▶ TEXTO EM ESTUDO:
━━━━━━

Esse salário é, geralmente, inferior ao de seus colegas que ingressaram, mediante concurso, em outras áreas do serviço público, sem a necessidade dessa carga de estudo adicional, e ao daqueles que atuam na iniciativa privada.
Por essa razão, vários jovens talentosos preferem seguir carreira em uma instituição do exterior ou em uma das universidades federais ou particulares brasileiras.
Curiosamente, as nossas coirmãs federais não têm autonomia total, sendo seus salários docentes definidos e pagos diretamente pelo Governo Federal. Mas, são valores muito mais generosos, inclusive para os professores titulares. Na USP existem alguns salários altos, menos de duas dezenas, resultado de decisões judiciais ou de carreiras externas da Universidade, como a de procurador do Estado.
Reforço que a carreira docente é internacional, uma das poucas em que os profissionais conseguem permissão de trabalho, mesmo nos países que têm mais restrições nesse campo. Felizmente, a USP, pela sua tradição e infraestrutura para o ensino e a pesquisa, está ainda conseguindo atrair jovens talentosos para seus quadros.
Mais um aspecto de crítica é que as universidades estaduais paulistas reservam uma parcela muito grande das receitas para os recursos humanos, cerca de 90% do seu orçamento nos últimos anos, mas que dificilmente se situa abaixo do patamar de 80%, insinuando que somos improdutivos.
Neste item, esquece-se que, nas universidades do exterior, que são utilizadas como termo de comparação, não se inclui o pagamento dos aposentados. No caso da USP, a massa salarial dos aposentados representa quase 30% do total. Sem a responsabilidade do pagamento dos servidores aposentados, o comprometimento das universidades paulistas com recursos humanos seria, em condições normais, em torno de 60%.
Vamos analisar outro ponto importante que parece não ser levado em conta nas críticas. Como o repasse do Estado às três universidades paulistas é uma parcela do ICMS, o efeito da redução da arrecadação, em virtude da pandemia, refletiu-se imediatamente nos recursos por elas recebidos, diferentemente do acontecido com as demais autarquias e órgãos estaduais.
No primeiro semestre deste ano, o valor repassado para a USP teve uma redução de R$ 494 milhões, 14,4% inferior ao orçado, obrigando-a a reprogramar todas as suas atividades. Mais ainda, como o comprometimento com os recursos humanos (ativos e aposentados) era em torno de 85% antes da pandemia, os gestores dispunham apenas da parcela restante para fazer os reajustes. Em função disso, necessitaram fazer uso das reservas financeiras, já bastante exauridas por quase uma década de arrocho, bem como de receitas próprias, que têm um valor reduzido. Quero tranquilizar a todos dizendo que,
na atual situação, se não ocorrerem novos contratempos, a USP conseguirá honrar seus compromissos.

━━━━━━

▶ DADOS REGISTRADOS:
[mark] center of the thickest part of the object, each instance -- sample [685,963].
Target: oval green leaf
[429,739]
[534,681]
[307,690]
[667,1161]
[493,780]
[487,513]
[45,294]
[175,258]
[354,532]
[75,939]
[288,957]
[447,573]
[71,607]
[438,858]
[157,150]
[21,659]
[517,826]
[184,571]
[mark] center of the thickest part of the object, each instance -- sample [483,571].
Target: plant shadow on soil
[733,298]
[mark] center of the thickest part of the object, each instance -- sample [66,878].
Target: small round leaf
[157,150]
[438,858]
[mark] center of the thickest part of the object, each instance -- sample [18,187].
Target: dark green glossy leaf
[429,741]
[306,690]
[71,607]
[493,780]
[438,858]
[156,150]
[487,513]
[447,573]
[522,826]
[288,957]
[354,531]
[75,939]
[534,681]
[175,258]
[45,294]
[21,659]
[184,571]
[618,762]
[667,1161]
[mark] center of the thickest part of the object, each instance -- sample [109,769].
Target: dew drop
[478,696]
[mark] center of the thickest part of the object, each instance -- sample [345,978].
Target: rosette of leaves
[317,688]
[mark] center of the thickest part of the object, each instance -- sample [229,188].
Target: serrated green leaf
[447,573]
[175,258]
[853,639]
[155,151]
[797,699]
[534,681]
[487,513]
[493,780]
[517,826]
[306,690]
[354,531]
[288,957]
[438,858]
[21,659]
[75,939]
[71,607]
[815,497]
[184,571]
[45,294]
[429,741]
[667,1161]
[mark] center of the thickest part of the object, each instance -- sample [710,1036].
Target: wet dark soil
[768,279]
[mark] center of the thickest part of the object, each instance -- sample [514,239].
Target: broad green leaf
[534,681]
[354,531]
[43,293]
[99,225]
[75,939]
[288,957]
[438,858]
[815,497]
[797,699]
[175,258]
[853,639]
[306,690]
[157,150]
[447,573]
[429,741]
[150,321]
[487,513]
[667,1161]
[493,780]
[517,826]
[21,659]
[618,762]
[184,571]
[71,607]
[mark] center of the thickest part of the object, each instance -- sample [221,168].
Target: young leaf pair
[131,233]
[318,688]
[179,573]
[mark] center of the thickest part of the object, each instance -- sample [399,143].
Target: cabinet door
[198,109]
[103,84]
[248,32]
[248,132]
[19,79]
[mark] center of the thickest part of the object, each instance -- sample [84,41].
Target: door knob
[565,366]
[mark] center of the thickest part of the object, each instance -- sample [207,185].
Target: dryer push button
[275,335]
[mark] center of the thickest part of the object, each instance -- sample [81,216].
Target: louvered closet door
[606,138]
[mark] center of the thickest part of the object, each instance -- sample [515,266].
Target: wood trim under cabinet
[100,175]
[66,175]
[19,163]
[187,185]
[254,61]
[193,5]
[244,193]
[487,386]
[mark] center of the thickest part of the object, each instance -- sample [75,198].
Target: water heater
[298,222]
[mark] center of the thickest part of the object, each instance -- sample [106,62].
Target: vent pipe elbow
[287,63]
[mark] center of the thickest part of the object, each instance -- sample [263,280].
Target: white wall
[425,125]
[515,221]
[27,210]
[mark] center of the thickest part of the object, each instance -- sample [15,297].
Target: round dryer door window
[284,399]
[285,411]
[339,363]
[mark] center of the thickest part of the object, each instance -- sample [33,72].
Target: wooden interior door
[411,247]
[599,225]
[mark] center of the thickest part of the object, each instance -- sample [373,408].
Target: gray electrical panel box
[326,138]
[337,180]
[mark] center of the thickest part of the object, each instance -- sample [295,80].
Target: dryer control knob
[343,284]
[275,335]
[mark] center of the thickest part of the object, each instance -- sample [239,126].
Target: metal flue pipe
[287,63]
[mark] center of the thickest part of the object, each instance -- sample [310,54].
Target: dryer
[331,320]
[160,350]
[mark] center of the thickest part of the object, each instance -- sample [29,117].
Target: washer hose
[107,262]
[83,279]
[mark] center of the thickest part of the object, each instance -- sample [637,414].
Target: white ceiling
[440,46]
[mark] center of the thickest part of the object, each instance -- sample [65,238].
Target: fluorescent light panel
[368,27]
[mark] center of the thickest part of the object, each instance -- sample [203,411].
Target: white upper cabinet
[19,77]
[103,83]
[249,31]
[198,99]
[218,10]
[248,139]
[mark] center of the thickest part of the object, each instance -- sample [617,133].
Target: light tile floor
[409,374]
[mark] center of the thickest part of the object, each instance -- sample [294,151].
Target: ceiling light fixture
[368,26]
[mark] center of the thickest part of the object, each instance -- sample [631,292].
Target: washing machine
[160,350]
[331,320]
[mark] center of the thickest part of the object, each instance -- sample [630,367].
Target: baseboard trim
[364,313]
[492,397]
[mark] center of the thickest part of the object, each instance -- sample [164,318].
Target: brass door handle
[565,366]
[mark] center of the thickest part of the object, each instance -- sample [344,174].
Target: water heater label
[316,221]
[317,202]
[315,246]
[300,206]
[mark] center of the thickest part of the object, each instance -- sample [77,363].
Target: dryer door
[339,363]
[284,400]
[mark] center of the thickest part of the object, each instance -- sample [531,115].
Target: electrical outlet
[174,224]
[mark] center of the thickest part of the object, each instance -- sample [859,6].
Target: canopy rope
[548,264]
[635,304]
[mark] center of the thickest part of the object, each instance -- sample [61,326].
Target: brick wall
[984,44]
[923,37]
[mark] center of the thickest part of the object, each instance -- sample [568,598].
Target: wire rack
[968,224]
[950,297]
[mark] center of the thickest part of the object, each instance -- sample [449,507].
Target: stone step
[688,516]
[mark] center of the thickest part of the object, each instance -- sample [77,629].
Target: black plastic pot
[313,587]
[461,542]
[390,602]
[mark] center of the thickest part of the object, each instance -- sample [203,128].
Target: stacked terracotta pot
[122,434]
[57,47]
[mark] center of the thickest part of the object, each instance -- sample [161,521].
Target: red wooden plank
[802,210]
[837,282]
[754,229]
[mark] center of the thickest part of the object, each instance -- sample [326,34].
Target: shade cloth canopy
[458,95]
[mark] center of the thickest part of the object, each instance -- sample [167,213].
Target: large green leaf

━━━━━━

▶ ENUNCIADO: Diga se cada afirmação a seguir está de acordo com o texto em estudo, respondendo sim ou não e citando literalmente as palavras do texto que decidem a questão. (a) Os salários docentes das universidades federais são definidos e pagos diretamente pelo Governo Federal. (b) No primeiro semestre deste ano, o valor repassado para a USP ficou 14,4% acima do orçado. (c) Na USP, a massa salarial dos aposentados representa quase 30% do total.

▶ ESPAÇO DE RESPOSTA:
(a) Sim: "sendo seus salários docentes definidos e pagos diretamente pelo Governo Federal".
(b) Não: "14,4% inferior ao orçado".
(c) Sim: "No caso da USP, a massa salarial dos aposentados representa quase 30% do total".